>> START EXTRACTED TEXT

Wednesday, October 11, 2006

Generation Heeb

One approach to the problem of intermarriage and assimilation, which would have some of the features of an invisible hand process (see my blog on Starbucks) is to work on the common perception of Jewish life as being un-cool and uninteresting. How to do that is not an easy task. Kiruv (proselytizing) organizations try but they don’t have a clue because they are essentially un-hip themselves. The intuitive idea is to create some cultural world which young people can relate to and which is cooler than their own situation, and still has some tangential relationship with being a Jew. Such work is very different from the work of a Hillel. Hillel organizations after providing for religious services and kosher food essentially are a sort of Rah Rah Rah! for Judaism. They function, to some extent, like a fraternity or sorority on campus. I noticed a sign the other day at the Northwestern Hillel that read “Hookah in the Sukkah…Come join us.” Cute, but it only works for the sort of kid who thinks a sukkah at Hillel is the place to be. What about all the young people who wouldn’t be caught dead in a Hillel?

>> END EXTRACTED TEXT
>> START RECORDS

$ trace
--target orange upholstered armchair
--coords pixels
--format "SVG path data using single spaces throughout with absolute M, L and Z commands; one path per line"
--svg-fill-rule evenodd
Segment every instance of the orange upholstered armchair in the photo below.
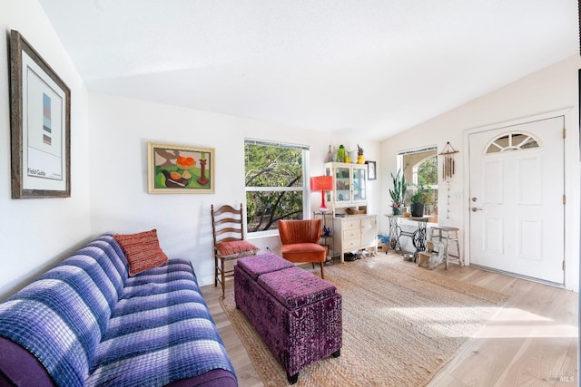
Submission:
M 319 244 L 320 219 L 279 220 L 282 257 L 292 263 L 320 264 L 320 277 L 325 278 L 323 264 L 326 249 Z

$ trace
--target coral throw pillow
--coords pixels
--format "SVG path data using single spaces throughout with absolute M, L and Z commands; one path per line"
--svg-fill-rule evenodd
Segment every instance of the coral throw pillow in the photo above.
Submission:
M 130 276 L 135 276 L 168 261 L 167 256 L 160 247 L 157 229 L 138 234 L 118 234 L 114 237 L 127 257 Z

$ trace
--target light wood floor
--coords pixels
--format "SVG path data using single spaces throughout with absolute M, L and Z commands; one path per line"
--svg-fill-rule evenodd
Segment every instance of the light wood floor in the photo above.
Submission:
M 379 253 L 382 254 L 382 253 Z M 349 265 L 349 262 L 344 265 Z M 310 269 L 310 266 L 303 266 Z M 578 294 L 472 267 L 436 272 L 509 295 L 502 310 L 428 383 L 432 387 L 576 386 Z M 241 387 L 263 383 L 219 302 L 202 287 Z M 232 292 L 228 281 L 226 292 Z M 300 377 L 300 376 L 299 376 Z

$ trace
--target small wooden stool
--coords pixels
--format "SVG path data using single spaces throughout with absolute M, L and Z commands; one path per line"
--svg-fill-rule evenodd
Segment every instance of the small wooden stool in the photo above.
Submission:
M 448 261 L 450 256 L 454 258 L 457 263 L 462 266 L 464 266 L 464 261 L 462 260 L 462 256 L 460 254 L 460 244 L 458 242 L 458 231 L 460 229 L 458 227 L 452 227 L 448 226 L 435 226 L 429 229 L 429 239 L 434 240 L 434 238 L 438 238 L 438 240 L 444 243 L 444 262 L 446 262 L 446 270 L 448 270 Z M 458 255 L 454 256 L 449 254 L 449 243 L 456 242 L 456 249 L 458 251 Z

>> END RECORDS
>> START RECORDS

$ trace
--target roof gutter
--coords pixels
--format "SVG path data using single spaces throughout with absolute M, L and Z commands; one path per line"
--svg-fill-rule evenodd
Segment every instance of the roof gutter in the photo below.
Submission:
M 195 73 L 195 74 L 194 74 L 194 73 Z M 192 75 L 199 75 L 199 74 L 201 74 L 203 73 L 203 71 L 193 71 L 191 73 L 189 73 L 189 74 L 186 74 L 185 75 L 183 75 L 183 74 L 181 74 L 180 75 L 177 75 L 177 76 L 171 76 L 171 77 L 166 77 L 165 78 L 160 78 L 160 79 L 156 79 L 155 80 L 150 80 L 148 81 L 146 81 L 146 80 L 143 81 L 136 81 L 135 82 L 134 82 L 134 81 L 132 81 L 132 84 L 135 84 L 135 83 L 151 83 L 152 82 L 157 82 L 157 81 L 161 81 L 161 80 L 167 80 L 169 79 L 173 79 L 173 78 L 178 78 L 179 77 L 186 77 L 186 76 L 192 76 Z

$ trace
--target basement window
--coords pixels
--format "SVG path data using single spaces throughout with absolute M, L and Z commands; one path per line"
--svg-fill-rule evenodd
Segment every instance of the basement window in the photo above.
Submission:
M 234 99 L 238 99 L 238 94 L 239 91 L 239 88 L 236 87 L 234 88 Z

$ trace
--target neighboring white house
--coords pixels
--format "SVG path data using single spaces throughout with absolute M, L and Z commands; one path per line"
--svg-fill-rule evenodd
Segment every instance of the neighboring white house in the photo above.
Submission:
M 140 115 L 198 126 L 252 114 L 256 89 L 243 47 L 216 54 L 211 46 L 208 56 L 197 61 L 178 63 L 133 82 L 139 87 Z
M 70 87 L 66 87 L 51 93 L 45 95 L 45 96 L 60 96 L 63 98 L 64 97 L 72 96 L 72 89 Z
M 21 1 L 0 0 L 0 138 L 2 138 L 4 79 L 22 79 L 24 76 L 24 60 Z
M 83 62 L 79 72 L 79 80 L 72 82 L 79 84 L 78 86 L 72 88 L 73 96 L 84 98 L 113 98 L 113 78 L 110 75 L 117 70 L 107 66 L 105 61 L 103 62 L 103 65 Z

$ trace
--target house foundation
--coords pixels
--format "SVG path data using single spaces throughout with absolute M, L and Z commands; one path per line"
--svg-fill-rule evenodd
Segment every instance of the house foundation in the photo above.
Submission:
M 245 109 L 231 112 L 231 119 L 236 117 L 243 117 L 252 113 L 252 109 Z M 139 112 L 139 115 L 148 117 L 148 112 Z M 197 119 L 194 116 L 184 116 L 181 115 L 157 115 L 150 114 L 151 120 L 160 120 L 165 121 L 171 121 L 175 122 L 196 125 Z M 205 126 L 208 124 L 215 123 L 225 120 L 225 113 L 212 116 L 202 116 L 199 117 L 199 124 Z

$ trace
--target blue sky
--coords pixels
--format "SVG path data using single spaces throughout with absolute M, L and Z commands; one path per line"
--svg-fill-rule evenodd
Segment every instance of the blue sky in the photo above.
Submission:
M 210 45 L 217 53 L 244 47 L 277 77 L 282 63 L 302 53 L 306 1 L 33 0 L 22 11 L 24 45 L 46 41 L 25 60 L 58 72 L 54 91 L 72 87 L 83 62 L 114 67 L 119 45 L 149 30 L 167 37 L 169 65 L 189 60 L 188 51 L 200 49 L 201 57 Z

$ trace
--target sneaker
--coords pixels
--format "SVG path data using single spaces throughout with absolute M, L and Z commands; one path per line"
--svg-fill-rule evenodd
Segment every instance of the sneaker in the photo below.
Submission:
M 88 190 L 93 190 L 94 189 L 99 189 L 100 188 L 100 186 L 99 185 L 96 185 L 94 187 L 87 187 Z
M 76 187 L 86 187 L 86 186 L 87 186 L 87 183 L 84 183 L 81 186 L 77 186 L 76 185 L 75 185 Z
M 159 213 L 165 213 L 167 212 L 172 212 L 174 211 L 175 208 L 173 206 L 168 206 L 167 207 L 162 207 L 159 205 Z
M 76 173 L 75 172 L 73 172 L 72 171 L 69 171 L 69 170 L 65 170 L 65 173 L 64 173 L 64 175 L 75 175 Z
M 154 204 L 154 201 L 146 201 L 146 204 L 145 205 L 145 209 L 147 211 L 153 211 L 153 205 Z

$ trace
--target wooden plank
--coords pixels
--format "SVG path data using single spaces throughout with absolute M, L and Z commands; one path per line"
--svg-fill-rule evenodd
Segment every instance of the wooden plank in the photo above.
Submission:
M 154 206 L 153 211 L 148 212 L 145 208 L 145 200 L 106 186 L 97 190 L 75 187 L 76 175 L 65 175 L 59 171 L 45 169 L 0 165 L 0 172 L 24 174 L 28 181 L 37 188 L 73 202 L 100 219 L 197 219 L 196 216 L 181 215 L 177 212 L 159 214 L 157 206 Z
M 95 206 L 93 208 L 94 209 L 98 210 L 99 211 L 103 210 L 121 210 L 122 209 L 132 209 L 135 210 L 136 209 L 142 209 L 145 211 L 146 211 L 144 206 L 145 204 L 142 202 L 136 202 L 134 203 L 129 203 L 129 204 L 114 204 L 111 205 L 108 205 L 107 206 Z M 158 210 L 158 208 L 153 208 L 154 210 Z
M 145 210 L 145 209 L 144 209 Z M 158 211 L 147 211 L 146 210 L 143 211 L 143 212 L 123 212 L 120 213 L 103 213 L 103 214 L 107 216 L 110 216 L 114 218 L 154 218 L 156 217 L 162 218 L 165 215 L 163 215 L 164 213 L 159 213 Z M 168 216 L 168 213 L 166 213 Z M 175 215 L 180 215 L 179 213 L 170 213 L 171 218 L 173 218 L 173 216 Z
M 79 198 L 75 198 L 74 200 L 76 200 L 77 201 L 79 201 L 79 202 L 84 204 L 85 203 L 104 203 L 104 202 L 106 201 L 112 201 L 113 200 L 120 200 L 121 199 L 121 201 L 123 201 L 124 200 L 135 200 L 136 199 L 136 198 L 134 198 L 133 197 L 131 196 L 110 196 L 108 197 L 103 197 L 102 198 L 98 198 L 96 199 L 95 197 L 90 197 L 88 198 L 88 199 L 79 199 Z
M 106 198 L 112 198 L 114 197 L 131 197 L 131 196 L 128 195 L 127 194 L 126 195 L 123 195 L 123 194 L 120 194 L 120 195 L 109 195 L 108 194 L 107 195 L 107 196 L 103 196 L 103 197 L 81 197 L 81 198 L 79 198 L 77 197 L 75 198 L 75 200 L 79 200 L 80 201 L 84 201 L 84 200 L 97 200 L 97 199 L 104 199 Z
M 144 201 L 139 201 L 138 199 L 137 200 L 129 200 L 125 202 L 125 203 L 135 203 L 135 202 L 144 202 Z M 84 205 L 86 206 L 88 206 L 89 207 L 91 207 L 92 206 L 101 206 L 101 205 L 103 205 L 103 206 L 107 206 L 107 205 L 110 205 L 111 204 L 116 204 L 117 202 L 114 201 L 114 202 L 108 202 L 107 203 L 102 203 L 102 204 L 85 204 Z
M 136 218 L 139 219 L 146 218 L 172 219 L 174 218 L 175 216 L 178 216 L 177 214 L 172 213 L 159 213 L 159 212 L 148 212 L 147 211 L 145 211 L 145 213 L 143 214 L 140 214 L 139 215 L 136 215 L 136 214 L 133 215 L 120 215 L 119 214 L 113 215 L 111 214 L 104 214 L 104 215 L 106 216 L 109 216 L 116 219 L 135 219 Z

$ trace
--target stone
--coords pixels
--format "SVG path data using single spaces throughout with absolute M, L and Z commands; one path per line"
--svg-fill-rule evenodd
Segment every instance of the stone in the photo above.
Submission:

>> END RECORDS
>> START RECORDS

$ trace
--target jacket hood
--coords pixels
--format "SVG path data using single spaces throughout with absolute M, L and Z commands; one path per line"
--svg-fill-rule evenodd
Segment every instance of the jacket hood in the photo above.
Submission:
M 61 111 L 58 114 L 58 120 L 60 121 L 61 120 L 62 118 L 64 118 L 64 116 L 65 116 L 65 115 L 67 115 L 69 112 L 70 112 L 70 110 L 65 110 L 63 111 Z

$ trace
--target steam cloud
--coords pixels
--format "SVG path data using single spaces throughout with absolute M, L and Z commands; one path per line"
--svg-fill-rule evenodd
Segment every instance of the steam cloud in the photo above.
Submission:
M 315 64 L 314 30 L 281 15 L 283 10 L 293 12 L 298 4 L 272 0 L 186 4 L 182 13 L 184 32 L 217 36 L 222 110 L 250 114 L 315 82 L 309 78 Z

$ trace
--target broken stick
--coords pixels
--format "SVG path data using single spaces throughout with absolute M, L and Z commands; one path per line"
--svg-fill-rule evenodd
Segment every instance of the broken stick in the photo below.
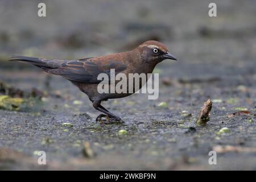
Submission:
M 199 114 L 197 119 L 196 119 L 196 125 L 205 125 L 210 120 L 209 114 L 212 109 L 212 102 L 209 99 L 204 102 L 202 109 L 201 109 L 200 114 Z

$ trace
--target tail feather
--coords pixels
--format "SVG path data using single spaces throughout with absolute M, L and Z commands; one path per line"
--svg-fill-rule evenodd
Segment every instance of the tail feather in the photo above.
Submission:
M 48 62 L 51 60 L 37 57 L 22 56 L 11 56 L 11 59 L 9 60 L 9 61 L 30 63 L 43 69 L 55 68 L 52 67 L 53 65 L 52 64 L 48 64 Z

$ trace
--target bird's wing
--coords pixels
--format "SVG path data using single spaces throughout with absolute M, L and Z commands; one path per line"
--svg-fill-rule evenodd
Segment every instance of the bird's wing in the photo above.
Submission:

>> END RECORDS

EXERCISE GOAL:
In the blog post titled "Generation Heeb," what did the sign at the Northwestern Hillel say?

WRITTEN RESPONSE:
The sign read "Hookah in the Sukkah…Come join us."